Referring expression data:
<<<<

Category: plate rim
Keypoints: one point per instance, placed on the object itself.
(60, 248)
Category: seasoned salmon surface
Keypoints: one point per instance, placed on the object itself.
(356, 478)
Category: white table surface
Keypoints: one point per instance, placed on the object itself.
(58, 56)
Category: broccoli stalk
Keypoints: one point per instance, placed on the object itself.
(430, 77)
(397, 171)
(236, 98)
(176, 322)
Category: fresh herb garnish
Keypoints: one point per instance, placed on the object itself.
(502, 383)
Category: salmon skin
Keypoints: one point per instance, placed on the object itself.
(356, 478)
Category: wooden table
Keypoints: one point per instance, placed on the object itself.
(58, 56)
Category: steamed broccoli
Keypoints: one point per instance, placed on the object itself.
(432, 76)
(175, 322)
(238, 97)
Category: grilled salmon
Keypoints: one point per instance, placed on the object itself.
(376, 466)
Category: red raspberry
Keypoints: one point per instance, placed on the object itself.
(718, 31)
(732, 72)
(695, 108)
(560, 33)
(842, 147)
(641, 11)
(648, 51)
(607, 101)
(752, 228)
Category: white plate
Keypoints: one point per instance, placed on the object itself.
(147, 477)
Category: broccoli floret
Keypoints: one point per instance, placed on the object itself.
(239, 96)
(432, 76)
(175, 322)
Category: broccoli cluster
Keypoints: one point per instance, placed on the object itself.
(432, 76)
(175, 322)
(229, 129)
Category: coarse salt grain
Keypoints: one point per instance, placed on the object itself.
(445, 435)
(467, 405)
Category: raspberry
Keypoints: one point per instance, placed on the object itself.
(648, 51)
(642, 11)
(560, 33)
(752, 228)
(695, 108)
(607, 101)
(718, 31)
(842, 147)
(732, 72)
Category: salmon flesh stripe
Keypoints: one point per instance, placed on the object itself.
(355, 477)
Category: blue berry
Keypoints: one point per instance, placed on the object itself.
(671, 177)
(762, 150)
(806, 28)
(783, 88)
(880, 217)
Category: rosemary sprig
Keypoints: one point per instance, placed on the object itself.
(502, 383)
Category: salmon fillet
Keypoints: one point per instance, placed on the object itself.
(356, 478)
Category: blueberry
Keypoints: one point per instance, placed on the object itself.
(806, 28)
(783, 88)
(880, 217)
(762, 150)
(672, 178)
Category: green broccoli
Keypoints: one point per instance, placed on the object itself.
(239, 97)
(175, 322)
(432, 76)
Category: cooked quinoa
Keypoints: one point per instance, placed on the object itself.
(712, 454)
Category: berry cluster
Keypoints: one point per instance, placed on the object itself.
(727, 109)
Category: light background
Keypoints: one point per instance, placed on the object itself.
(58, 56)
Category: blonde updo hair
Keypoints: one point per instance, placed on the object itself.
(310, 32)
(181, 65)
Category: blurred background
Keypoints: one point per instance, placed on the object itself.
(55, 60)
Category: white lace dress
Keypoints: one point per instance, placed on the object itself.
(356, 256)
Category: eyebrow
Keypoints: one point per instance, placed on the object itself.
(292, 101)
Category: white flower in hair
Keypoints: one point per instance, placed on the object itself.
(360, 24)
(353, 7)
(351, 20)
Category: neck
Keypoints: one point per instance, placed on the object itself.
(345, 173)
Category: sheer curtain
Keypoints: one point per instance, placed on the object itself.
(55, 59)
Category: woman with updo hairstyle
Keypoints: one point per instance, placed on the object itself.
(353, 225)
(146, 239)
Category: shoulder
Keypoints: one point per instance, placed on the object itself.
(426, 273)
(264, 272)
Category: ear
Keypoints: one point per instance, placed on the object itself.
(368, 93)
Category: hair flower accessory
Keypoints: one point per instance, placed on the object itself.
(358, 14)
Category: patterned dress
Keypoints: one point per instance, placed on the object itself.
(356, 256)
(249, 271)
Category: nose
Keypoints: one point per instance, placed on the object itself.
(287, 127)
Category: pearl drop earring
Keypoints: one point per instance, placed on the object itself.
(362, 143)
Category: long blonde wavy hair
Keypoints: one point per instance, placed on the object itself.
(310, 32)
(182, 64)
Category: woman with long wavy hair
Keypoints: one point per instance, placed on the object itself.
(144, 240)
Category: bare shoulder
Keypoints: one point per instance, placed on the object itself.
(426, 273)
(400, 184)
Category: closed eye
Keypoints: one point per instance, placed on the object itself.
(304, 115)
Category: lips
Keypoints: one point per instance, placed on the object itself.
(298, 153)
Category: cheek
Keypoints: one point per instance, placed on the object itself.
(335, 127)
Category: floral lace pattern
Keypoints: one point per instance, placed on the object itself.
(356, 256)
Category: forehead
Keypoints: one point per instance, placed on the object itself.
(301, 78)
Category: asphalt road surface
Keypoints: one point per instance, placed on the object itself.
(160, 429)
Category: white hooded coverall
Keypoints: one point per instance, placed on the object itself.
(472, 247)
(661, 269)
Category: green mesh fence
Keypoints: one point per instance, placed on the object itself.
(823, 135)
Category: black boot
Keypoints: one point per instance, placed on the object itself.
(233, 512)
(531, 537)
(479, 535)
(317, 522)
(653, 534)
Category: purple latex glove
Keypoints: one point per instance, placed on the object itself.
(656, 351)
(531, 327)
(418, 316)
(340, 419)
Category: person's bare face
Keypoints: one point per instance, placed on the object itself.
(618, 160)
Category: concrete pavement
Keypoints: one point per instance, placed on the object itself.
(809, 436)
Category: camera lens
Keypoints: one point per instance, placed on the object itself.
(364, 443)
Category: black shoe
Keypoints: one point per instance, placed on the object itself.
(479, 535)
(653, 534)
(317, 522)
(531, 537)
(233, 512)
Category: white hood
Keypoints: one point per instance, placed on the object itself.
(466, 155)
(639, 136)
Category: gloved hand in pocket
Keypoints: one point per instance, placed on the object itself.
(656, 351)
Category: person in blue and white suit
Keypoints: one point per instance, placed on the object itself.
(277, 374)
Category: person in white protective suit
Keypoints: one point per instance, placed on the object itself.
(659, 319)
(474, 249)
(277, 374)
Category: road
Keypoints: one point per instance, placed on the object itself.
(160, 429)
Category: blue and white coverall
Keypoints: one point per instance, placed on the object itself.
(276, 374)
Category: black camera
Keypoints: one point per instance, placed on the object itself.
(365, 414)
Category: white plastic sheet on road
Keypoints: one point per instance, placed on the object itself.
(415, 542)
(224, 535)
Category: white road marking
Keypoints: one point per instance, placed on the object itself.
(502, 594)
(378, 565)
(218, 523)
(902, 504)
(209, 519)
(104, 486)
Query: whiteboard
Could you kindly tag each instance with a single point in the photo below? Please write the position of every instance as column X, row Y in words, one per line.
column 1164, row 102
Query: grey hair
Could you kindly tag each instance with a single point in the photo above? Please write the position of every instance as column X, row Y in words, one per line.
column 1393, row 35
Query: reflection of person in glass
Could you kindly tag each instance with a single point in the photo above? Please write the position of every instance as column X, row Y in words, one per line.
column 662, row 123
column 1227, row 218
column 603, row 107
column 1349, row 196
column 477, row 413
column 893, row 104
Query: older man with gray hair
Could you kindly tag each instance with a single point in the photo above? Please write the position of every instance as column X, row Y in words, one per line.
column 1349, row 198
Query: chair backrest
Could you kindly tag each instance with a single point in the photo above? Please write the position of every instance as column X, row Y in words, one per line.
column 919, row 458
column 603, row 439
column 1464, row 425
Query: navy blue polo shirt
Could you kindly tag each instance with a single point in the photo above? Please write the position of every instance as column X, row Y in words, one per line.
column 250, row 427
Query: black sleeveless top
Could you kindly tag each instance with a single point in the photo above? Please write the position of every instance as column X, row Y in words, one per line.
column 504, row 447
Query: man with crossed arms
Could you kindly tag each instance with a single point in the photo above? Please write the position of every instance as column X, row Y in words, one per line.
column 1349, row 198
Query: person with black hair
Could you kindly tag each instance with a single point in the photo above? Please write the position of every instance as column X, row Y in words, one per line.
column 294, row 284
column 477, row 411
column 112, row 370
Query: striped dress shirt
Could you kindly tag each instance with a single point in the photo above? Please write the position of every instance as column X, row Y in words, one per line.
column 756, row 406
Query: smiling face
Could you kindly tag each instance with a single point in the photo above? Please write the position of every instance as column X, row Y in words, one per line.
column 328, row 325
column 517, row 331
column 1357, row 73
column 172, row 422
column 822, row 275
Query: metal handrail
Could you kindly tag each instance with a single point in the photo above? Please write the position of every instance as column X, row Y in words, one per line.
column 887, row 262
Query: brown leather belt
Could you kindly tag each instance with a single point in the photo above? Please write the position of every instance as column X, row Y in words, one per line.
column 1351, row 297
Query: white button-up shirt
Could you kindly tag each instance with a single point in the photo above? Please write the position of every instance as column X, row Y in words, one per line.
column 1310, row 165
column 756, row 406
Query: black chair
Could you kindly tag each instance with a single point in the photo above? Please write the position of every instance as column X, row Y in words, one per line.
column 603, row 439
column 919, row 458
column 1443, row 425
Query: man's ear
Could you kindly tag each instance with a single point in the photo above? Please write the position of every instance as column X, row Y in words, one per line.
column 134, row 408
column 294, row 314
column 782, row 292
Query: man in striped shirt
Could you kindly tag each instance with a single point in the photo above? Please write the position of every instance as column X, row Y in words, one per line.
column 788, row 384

>>>>

Assigned task:
From the opening line of the data above through the line holding "Category: wooden table", give every line again exactly as it stands.

Response to the task:
Category: plate rim
Keypoints: one point per instance, placed on the object itself.
(60, 248)
Category: seasoned salmon surface
Keypoints: one point per instance, placed on the object itself.
(356, 478)
Category: white table surface
Keypoints: one point per instance, placed on the object itself.
(58, 56)
Category: broccoli stalk
Keypoints: one point per instance, placed on the object itself.
(430, 77)
(397, 171)
(236, 98)
(176, 322)
Category: fresh herb garnish
Keypoints: one point per instance, placed on the object itself.
(502, 383)
Category: salmon skin
Keypoints: one point per instance, placed on the object itself.
(356, 478)
Category: wooden table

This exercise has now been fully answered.